Dataset excerpt:
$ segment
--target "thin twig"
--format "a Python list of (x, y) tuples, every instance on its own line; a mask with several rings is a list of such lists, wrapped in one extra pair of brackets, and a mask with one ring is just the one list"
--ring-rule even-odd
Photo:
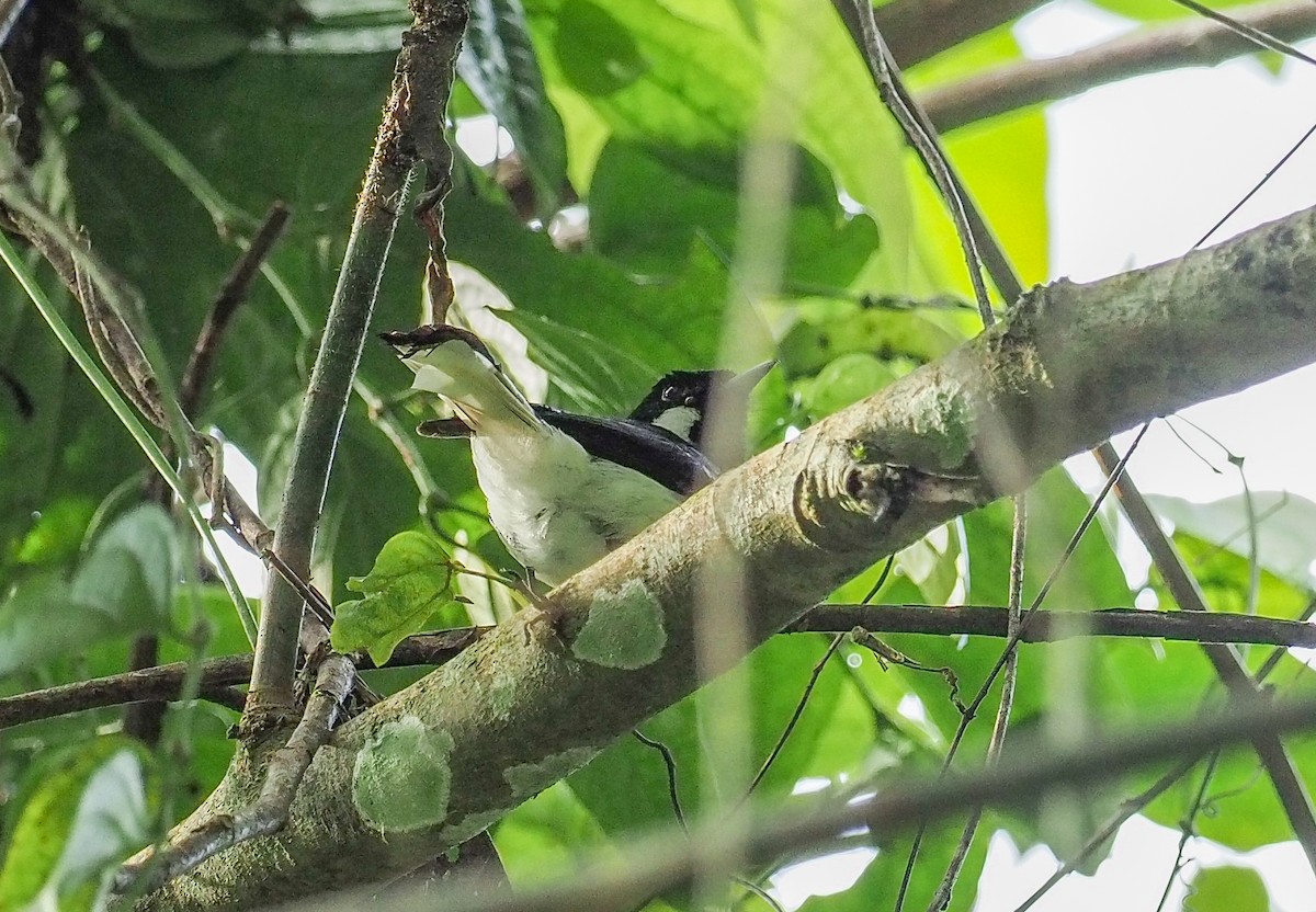
[(316, 671), (316, 687), (307, 700), (301, 721), (288, 742), (268, 759), (259, 798), (233, 815), (211, 817), (158, 850), (142, 850), (120, 869), (114, 891), (154, 891), (225, 849), (283, 829), (297, 786), (316, 751), (329, 741), (355, 674), (350, 658), (328, 655)]
[[(1299, 615), (1298, 620), (1291, 622), (1302, 624), (1307, 621), (1312, 615), (1316, 615), (1316, 599), (1308, 601), (1307, 608), (1303, 609), (1303, 613)], [(1177, 616), (1202, 617), (1202, 615), (1192, 616), (1183, 613), (1179, 613)], [(1303, 625), (1307, 626), (1305, 624)], [(1277, 665), (1279, 665), (1279, 659), (1282, 659), (1287, 654), (1288, 654), (1287, 646), (1277, 647), (1266, 658), (1261, 669), (1257, 670), (1257, 683), (1265, 683), (1265, 680), (1270, 676), (1270, 672), (1275, 670)], [(1041, 887), (1033, 891), (1033, 895), (1029, 896), (1023, 905), (1015, 909), (1015, 912), (1026, 912), (1028, 909), (1030, 909), (1033, 904), (1037, 903), (1037, 900), (1040, 900), (1046, 894), (1046, 891), (1049, 891), (1051, 887), (1059, 883), (1059, 880), (1065, 875), (1078, 870), (1079, 865), (1082, 865), (1087, 858), (1090, 858), (1092, 853), (1095, 853), (1108, 838), (1115, 836), (1115, 832), (1120, 829), (1120, 826), (1123, 826), (1129, 817), (1142, 811), (1142, 808), (1152, 804), (1152, 801), (1154, 801), (1166, 790), (1169, 790), (1170, 786), (1177, 783), (1183, 776), (1188, 775), (1188, 773), (1192, 770), (1194, 766), (1196, 766), (1196, 761), (1187, 761), (1179, 763), (1177, 767), (1174, 767), (1163, 776), (1157, 779), (1155, 783), (1153, 783), (1146, 791), (1134, 795), (1133, 798), (1120, 804), (1120, 809), (1109, 820), (1105, 821), (1105, 824), (1096, 832), (1095, 836), (1092, 836), (1092, 838), (1087, 841), (1087, 845), (1084, 845), (1073, 858), (1070, 858), (1067, 862), (1055, 869), (1055, 873), (1051, 874), (1051, 876), (1049, 876)]]
[[(283, 229), (288, 222), (288, 209), (283, 203), (274, 203), (270, 207), (270, 212), (266, 215), (265, 224), (257, 236), (247, 245), (242, 257), (234, 263), (233, 270), (229, 272), (220, 288), (220, 293), (216, 296), (215, 303), (211, 305), (209, 313), (205, 317), (205, 322), (201, 325), (201, 332), (197, 334), (196, 342), (192, 345), (192, 355), (188, 358), (187, 368), (183, 371), (183, 378), (179, 380), (178, 392), (178, 405), (179, 411), (183, 412), (188, 418), (196, 418), (197, 408), (201, 401), (201, 391), (205, 388), (207, 382), (211, 376), (211, 366), (215, 363), (215, 355), (218, 351), (220, 341), (224, 338), (224, 332), (229, 326), (229, 321), (233, 315), (237, 313), (238, 305), (246, 300), (247, 288), (251, 284), (251, 278), (257, 274), (261, 263), (270, 254), (271, 247)], [(166, 440), (161, 449), (164, 454), (174, 459), (175, 446), (172, 440)], [(218, 454), (217, 454), (218, 455)], [(218, 459), (216, 461), (218, 462)], [(216, 484), (216, 490), (218, 486)], [(164, 479), (159, 475), (151, 475), (150, 482), (146, 486), (147, 497), (158, 503), (164, 511), (170, 509), (172, 503), (172, 492), (164, 483)], [(221, 495), (222, 496), (222, 495)], [(153, 667), (159, 661), (159, 637), (154, 633), (143, 633), (133, 641), (132, 650), (128, 658), (128, 670), (137, 671), (139, 669)], [(153, 745), (159, 740), (161, 725), (164, 721), (164, 701), (163, 700), (147, 700), (143, 703), (133, 703), (128, 707), (124, 713), (124, 732), (138, 738), (143, 744)]]
[[(472, 626), (408, 637), (397, 645), (384, 667), (443, 665), (492, 629), (490, 626)], [(368, 657), (365, 657), (361, 665), (366, 669), (375, 667)], [(137, 700), (172, 700), (183, 690), (187, 669), (187, 662), (172, 662), (0, 697), (0, 729), (70, 712), (121, 705)], [(251, 679), (251, 655), (222, 655), (207, 659), (201, 667), (200, 678), (203, 697), (233, 709), (241, 709), (243, 695), (234, 691), (232, 686), (245, 684)]]
[(653, 747), (662, 757), (663, 767), (667, 770), (667, 800), (671, 801), (672, 816), (676, 817), (676, 825), (680, 826), (682, 830), (688, 830), (690, 828), (686, 825), (686, 812), (680, 808), (680, 792), (676, 788), (676, 758), (671, 755), (671, 747), (657, 738), (650, 738), (638, 728), (634, 729), (632, 734), (636, 736), (636, 741), (646, 747)]
[[(1142, 434), (1146, 433), (1148, 426), (1149, 425), (1142, 425), (1142, 430), (1134, 438), (1133, 445), (1129, 446), (1129, 451), (1124, 454), (1124, 459), (1119, 465), (1120, 472), (1124, 471), (1124, 466), (1128, 463), (1128, 459), (1133, 454), (1133, 449), (1137, 446), (1138, 441), (1142, 440)], [(1078, 550), (1078, 544), (1083, 540), (1083, 536), (1087, 532), (1088, 526), (1091, 525), (1092, 520), (1096, 519), (1096, 512), (1098, 509), (1100, 509), (1101, 503), (1105, 500), (1105, 496), (1107, 494), (1109, 494), (1113, 484), (1115, 484), (1113, 480), (1108, 480), (1108, 483), (1101, 488), (1101, 491), (1098, 492), (1096, 497), (1092, 500), (1092, 504), (1087, 508), (1087, 513), (1083, 516), (1083, 520), (1078, 524), (1078, 529), (1075, 529), (1074, 534), (1070, 536), (1070, 540), (1065, 546), (1065, 551), (1055, 562), (1055, 566), (1051, 567), (1051, 572), (1050, 575), (1048, 575), (1046, 582), (1042, 583), (1041, 588), (1037, 591), (1037, 595), (1033, 597), (1033, 603), (1029, 605), (1028, 611), (1024, 612), (1024, 615), (1017, 620), (1017, 622), (1012, 622), (1011, 619), (1007, 617), (1008, 640), (1005, 642), (1005, 649), (1001, 650), (1000, 655), (996, 658), (996, 662), (992, 665), (991, 670), (988, 670), (987, 676), (983, 679), (983, 683), (978, 687), (978, 692), (974, 695), (974, 699), (969, 703), (967, 707), (965, 707), (961, 711), (959, 724), (955, 726), (955, 733), (950, 738), (950, 746), (946, 749), (946, 757), (941, 762), (942, 775), (946, 775), (946, 773), (950, 771), (950, 765), (954, 763), (955, 755), (959, 753), (959, 745), (963, 744), (965, 736), (969, 733), (969, 725), (974, 721), (974, 719), (976, 719), (979, 707), (982, 707), (983, 701), (987, 699), (987, 695), (991, 692), (992, 684), (996, 682), (996, 675), (1000, 674), (1000, 671), (1009, 663), (1009, 658), (1013, 654), (1015, 647), (1017, 646), (1020, 640), (1024, 637), (1024, 633), (1030, 626), (1033, 617), (1041, 608), (1042, 600), (1046, 599), (1048, 594), (1051, 590), (1051, 586), (1055, 583), (1057, 579), (1059, 579), (1059, 574), (1067, 566), (1070, 557), (1073, 557), (1074, 551)], [(1009, 628), (1013, 628), (1012, 633), (1009, 632)], [(909, 883), (913, 878), (913, 867), (919, 861), (919, 850), (923, 846), (923, 837), (926, 834), (926, 832), (928, 832), (928, 821), (923, 821), (919, 825), (917, 830), (915, 832), (913, 841), (909, 846), (909, 857), (905, 861), (904, 876), (900, 879), (900, 888), (896, 892), (896, 905), (895, 905), (896, 912), (900, 912), (900, 909), (904, 905), (904, 898), (909, 890)]]
[[(347, 251), (293, 437), (272, 550), (299, 579), (305, 579), (311, 569), (334, 443), (412, 170), (424, 161), (430, 188), (449, 179), (451, 153), (445, 155), (443, 121), (467, 9), (458, 1), (415, 3), (413, 13), (416, 22), (403, 34), (397, 75), (357, 200)], [(295, 701), (301, 604), (301, 596), (282, 578), (270, 576), (251, 700), (275, 713), (290, 711)]]
[(275, 200), (270, 204), (270, 211), (265, 213), (261, 230), (255, 233), (247, 249), (242, 251), (233, 268), (224, 279), (220, 293), (215, 296), (205, 322), (192, 346), (192, 355), (188, 358), (183, 379), (178, 384), (178, 400), (187, 415), (195, 415), (201, 400), (201, 390), (211, 375), (211, 365), (220, 349), (220, 340), (229, 321), (237, 313), (238, 307), (246, 300), (251, 280), (261, 271), (274, 245), (278, 243), (288, 226), (288, 207)]
[[(1308, 605), (1305, 617), (1316, 611)], [(1262, 644), (1275, 646), (1275, 653), (1262, 666), (1274, 669), (1292, 646), (1316, 647), (1316, 625), (1299, 620), (1258, 617), (1229, 612), (1196, 615), (1188, 612), (1142, 611), (1141, 608), (1105, 608), (1101, 611), (1036, 611), (1019, 642), (1058, 642), (1074, 637), (1136, 637), (1177, 642)], [(1062, 622), (1065, 621), (1065, 622)], [(912, 633), (924, 636), (1009, 637), (1009, 617), (1004, 608), (992, 605), (846, 605), (821, 604), (788, 626), (786, 633), (845, 633), (855, 626), (869, 633)], [(471, 626), (422, 633), (403, 640), (386, 667), (443, 665), (494, 628)], [(900, 665), (907, 662), (896, 661)], [(374, 667), (368, 658), (362, 667)], [(184, 662), (161, 665), (139, 671), (93, 678), (72, 684), (59, 684), (41, 691), (0, 697), (0, 729), (24, 722), (61, 716), (70, 712), (120, 705), (134, 700), (172, 699), (179, 692)], [(208, 659), (203, 671), (207, 699), (218, 697), (228, 705), (234, 697), (221, 691), (207, 691), (212, 684), (225, 687), (245, 684), (250, 679), (250, 655), (225, 655)], [(917, 666), (945, 675), (945, 669)], [(1258, 674), (1263, 678), (1265, 674)], [(962, 711), (967, 711), (962, 708)]]
[(878, 96), (900, 124), (909, 146), (919, 154), (941, 192), (950, 212), (950, 220), (955, 225), (955, 236), (963, 249), (965, 263), (969, 267), (969, 282), (974, 288), (974, 299), (978, 301), (978, 312), (982, 315), (983, 322), (990, 326), (995, 316), (987, 286), (983, 282), (983, 263), (978, 255), (978, 240), (965, 212), (963, 187), (951, 176), (950, 163), (937, 142), (936, 133), (929, 133), (923, 118), (915, 112), (908, 93), (899, 88), (901, 86), (899, 82), (900, 71), (873, 18), (873, 4), (869, 0), (832, 0), (832, 5), (859, 49), (869, 67), (869, 75), (873, 76), (878, 88)]
[(958, 47), (1046, 0), (892, 0), (873, 11), (903, 68)]
[(1220, 25), (1225, 26), (1234, 34), (1242, 36), (1244, 38), (1257, 45), (1257, 47), (1261, 47), (1262, 50), (1273, 50), (1277, 54), (1291, 57), (1295, 61), (1316, 64), (1316, 59), (1307, 57), (1307, 54), (1303, 54), (1300, 50), (1298, 50), (1296, 47), (1284, 41), (1280, 41), (1275, 36), (1267, 34), (1265, 29), (1258, 29), (1257, 26), (1249, 25), (1248, 22), (1244, 22), (1242, 20), (1236, 18), (1233, 16), (1227, 16), (1225, 13), (1221, 13), (1217, 9), (1212, 9), (1211, 7), (1203, 3), (1198, 3), (1198, 0), (1173, 0), (1173, 1), (1183, 7), (1184, 9), (1191, 9), (1198, 16), (1204, 16), (1205, 18), (1219, 22)]
[[(1316, 647), (1316, 625), (1299, 620), (1234, 612), (1188, 615), (1142, 608), (1033, 611), (1017, 642), (1057, 642), (1075, 637), (1157, 637), (1179, 642), (1269, 644)], [(1073, 621), (1070, 624), (1069, 621)], [(1009, 617), (996, 605), (859, 605), (811, 608), (786, 633), (838, 633), (862, 626), (874, 633), (1009, 637)]]
[[(1109, 443), (1098, 447), (1096, 458), (1101, 469), (1112, 474), (1115, 450)], [(1198, 580), (1183, 566), (1183, 559), (1170, 537), (1161, 529), (1142, 494), (1128, 483), (1126, 476), (1121, 476), (1116, 482), (1115, 491), (1124, 507), (1129, 525), (1133, 526), (1133, 532), (1152, 554), (1152, 562), (1161, 571), (1161, 578), (1175, 603), (1182, 611), (1205, 613), (1208, 611), (1207, 603)], [(1257, 682), (1248, 674), (1242, 659), (1230, 646), (1203, 644), (1202, 647), (1230, 694), (1240, 696), (1261, 692)], [(1284, 815), (1294, 828), (1294, 836), (1303, 846), (1307, 862), (1316, 871), (1316, 808), (1312, 807), (1307, 787), (1298, 775), (1292, 758), (1278, 738), (1258, 738), (1254, 746), (1275, 787), (1275, 795), (1284, 808)]]
[[(1234, 18), (1290, 41), (1316, 34), (1316, 7), (1308, 0), (1245, 7), (1234, 12)], [(1221, 63), (1254, 50), (1248, 38), (1223, 25), (1187, 20), (1136, 32), (1067, 57), (1001, 66), (923, 92), (919, 101), (937, 129), (945, 133), (1008, 111), (1078, 95), (1095, 86), (1173, 67)]]
[(595, 912), (626, 907), (632, 900), (680, 887), (694, 878), (716, 874), (713, 863), (774, 863), (783, 857), (834, 845), (840, 834), (869, 828), (890, 840), (917, 820), (941, 820), (979, 804), (1034, 804), (1055, 790), (1080, 788), (1119, 779), (1136, 767), (1158, 761), (1202, 757), (1217, 747), (1316, 726), (1316, 699), (1242, 701), (1220, 712), (1196, 715), (1173, 724), (1136, 732), (1096, 732), (1082, 744), (1053, 751), (1007, 757), (991, 767), (957, 773), (945, 779), (919, 776), (891, 782), (875, 794), (850, 801), (820, 800), (813, 811), (791, 808), (745, 825), (747, 841), (737, 836), (741, 853), (725, 850), (726, 828), (696, 829), (692, 837), (659, 834), (622, 859), (608, 858), (582, 871), (562, 887), (517, 894), (486, 894), (455, 903), (449, 912)]
[[(992, 726), (991, 741), (987, 744), (988, 763), (995, 763), (1000, 759), (1000, 751), (1005, 746), (1005, 732), (1009, 728), (1009, 713), (1015, 705), (1015, 683), (1019, 679), (1019, 646), (1016, 636), (1019, 634), (1020, 611), (1024, 599), (1024, 546), (1026, 541), (1028, 508), (1024, 495), (1019, 495), (1015, 497), (1015, 529), (1009, 554), (1009, 607), (1007, 617), (1007, 633), (1015, 645), (1005, 647), (1009, 658), (1005, 661), (1005, 672), (1001, 676), (996, 724)], [(950, 862), (946, 865), (946, 873), (942, 875), (941, 883), (937, 884), (937, 891), (928, 903), (928, 912), (941, 912), (941, 909), (950, 904), (950, 894), (959, 880), (959, 873), (965, 867), (965, 859), (969, 858), (969, 850), (974, 845), (974, 836), (978, 832), (978, 824), (982, 819), (983, 808), (980, 805), (969, 812), (969, 820), (965, 821), (965, 829), (961, 832), (959, 842), (950, 855)]]
[(826, 667), (828, 661), (836, 654), (836, 650), (840, 647), (842, 640), (845, 640), (844, 633), (838, 633), (832, 637), (832, 642), (822, 653), (822, 658), (820, 658), (813, 666), (813, 671), (809, 674), (809, 679), (804, 684), (804, 692), (795, 704), (795, 712), (791, 713), (791, 719), (786, 722), (786, 728), (782, 729), (782, 734), (776, 738), (776, 744), (772, 745), (772, 749), (767, 753), (767, 757), (763, 759), (763, 765), (758, 767), (758, 773), (754, 774), (754, 778), (750, 780), (749, 788), (745, 790), (745, 796), (741, 800), (745, 800), (754, 794), (754, 790), (758, 788), (761, 782), (763, 782), (763, 776), (767, 775), (767, 771), (772, 769), (772, 763), (782, 754), (782, 749), (786, 747), (786, 742), (790, 740), (791, 732), (795, 730), (796, 724), (800, 721), (800, 716), (804, 715), (804, 708), (809, 704), (809, 697), (813, 696), (813, 688), (817, 687), (819, 678), (822, 676), (822, 670)]
[(1166, 901), (1170, 899), (1170, 891), (1174, 890), (1175, 878), (1179, 876), (1179, 871), (1183, 870), (1183, 851), (1188, 848), (1188, 840), (1192, 838), (1194, 821), (1198, 813), (1202, 811), (1203, 803), (1207, 800), (1207, 788), (1211, 787), (1211, 776), (1216, 771), (1216, 763), (1220, 762), (1220, 751), (1212, 751), (1211, 757), (1207, 758), (1207, 766), (1202, 771), (1202, 784), (1198, 786), (1198, 792), (1192, 799), (1192, 804), (1188, 807), (1188, 812), (1183, 816), (1179, 824), (1179, 846), (1174, 853), (1174, 865), (1170, 866), (1170, 876), (1165, 880), (1165, 890), (1161, 891), (1161, 901), (1155, 904), (1155, 912), (1161, 912), (1165, 908)]
[(1125, 823), (1129, 821), (1130, 817), (1133, 817), (1133, 815), (1142, 811), (1146, 805), (1152, 804), (1152, 801), (1154, 801), (1155, 799), (1161, 798), (1161, 795), (1167, 792), (1170, 787), (1174, 786), (1174, 783), (1179, 782), (1179, 779), (1188, 775), (1188, 773), (1192, 771), (1192, 767), (1196, 766), (1198, 762), (1199, 761), (1196, 757), (1194, 757), (1192, 759), (1183, 761), (1182, 763), (1171, 769), (1169, 773), (1166, 773), (1163, 776), (1157, 779), (1154, 783), (1152, 783), (1146, 790), (1138, 792), (1130, 799), (1121, 801), (1119, 811), (1116, 811), (1104, 824), (1101, 824), (1100, 829), (1096, 830), (1096, 833), (1087, 841), (1087, 844), (1082, 849), (1079, 849), (1073, 858), (1070, 858), (1067, 862), (1055, 869), (1055, 873), (1051, 874), (1041, 887), (1034, 890), (1033, 895), (1025, 899), (1019, 905), (1019, 908), (1015, 909), (1015, 912), (1028, 912), (1028, 909), (1033, 908), (1033, 905), (1037, 904), (1037, 900), (1045, 896), (1048, 891), (1050, 891), (1051, 887), (1059, 883), (1067, 874), (1076, 871), (1078, 866), (1082, 865), (1088, 858), (1091, 858), (1092, 854), (1107, 842), (1107, 840), (1109, 840), (1112, 836), (1115, 836), (1116, 832), (1119, 832), (1120, 826), (1123, 826)]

■ **What the exercise asks**: Show every line of the entries above that contains the word "ring". Only matches with the same upper and lower case count.

■ **Output of the task**:
--format "a Python list of (x, y) tuples, every instance on its own line; a mask with several rings is a list of such lists, wrapped in one extra pair of brackets, and a mask with one ring is just the one list"
--ring-rule even-odd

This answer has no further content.